Natural-language object grounding data:
- - - - -
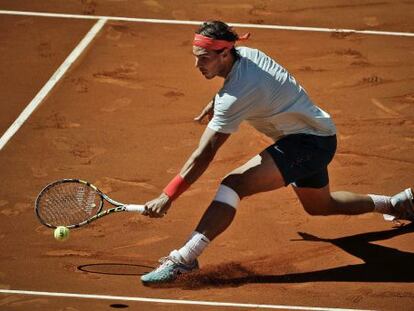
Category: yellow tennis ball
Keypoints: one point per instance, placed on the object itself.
(61, 233)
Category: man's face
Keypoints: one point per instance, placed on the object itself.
(210, 63)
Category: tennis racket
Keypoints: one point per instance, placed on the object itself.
(74, 203)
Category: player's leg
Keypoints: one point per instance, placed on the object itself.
- - - - -
Report each line of the data that includes the string "Category".

Category: yellow tennis ball
Category: man's face
Category: tennis racket
Category: player's leg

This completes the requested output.